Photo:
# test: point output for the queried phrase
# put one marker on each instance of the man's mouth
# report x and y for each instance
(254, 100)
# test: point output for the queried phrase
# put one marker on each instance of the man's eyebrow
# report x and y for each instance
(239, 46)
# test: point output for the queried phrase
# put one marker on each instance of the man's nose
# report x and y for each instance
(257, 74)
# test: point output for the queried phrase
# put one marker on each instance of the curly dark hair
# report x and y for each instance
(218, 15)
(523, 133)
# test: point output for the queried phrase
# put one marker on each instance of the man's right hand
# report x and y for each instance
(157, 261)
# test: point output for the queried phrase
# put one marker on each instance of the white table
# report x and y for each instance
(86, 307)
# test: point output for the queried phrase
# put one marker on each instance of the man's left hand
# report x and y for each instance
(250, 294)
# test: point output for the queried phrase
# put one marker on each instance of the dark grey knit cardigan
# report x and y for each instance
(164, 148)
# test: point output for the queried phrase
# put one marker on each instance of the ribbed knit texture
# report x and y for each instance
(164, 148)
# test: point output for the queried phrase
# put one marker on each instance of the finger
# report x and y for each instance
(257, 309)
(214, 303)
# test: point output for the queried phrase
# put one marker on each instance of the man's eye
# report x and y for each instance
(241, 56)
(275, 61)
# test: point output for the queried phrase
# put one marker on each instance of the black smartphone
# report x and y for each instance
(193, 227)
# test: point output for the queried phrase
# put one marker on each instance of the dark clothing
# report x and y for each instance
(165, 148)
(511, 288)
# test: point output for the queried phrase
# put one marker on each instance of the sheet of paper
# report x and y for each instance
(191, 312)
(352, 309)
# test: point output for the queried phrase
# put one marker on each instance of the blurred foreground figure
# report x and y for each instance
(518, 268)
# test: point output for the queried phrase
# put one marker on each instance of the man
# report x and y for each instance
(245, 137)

....................

◆ **Exercise goal**
Your task is to reproduce all of the records exactly.

◆ **Answer for the task**
Photo:
# test: point output for the queried phrase
# put one marker on each instance of the man's mouth
# report x and y for each instance
(254, 100)
# test: point output for the queried phrase
# put one marker on each instance of the man's eyebrow
# report x and y for each instance
(239, 46)
# test: point output for the queried phrase
# put one marker on each instance of the man's nose
# report x and y for each instance
(257, 74)
# test: point output for the queried phrase
# put one marker on each instance of the curly dark hair
# report x and y for each instance
(218, 15)
(523, 133)
# test: point output for the queried phrase
# put one marker on each instance of the man's right hand
# report x and y for each instance
(157, 261)
# test: point output for the queried phrase
# put one marker on each instance of the white table
# report x and y for each instance
(86, 307)
# test: point output for the queried phrase
# put one marker on each instance of the man's left hand
# report x and y for each instance
(250, 294)
# test: point output for the queried phrase
# put one marker on each instance of the dark grey knit cardigan
# report x and y for each instance
(164, 148)
# test: point output for the queried phrase
# put one marker on each instance of the ribbed knit texture
# report x and y for each instance
(164, 148)
# test: point output for the queried phrase
# put one marker on each instance of the finger
# report x and y for each instance
(257, 309)
(214, 303)
# test: point output for the queried phrase
# put one marker on each instance of the man's eye
# report x and y for each instance
(241, 56)
(275, 61)
# test: point output for the queried phrase
# put one marker on each instance of the black smartphone
# report x and y for each instance
(193, 227)
# test: point output for the queried phrase
# put one marker on each instance of the dark clothing
# report x and y for each instance
(165, 148)
(511, 288)
# test: point output for the queried phrase
# put one marker on each instance of the sheet of paper
# report x and y for each instance
(191, 312)
(352, 309)
# test: point output for the queried phrase
# put one marker on each instance of the blurred foreground figure
# report x and y for each instance
(518, 268)
# test: point output for the queried phrase
# put one marker on each instance of the man
# report x and y for each instance
(245, 137)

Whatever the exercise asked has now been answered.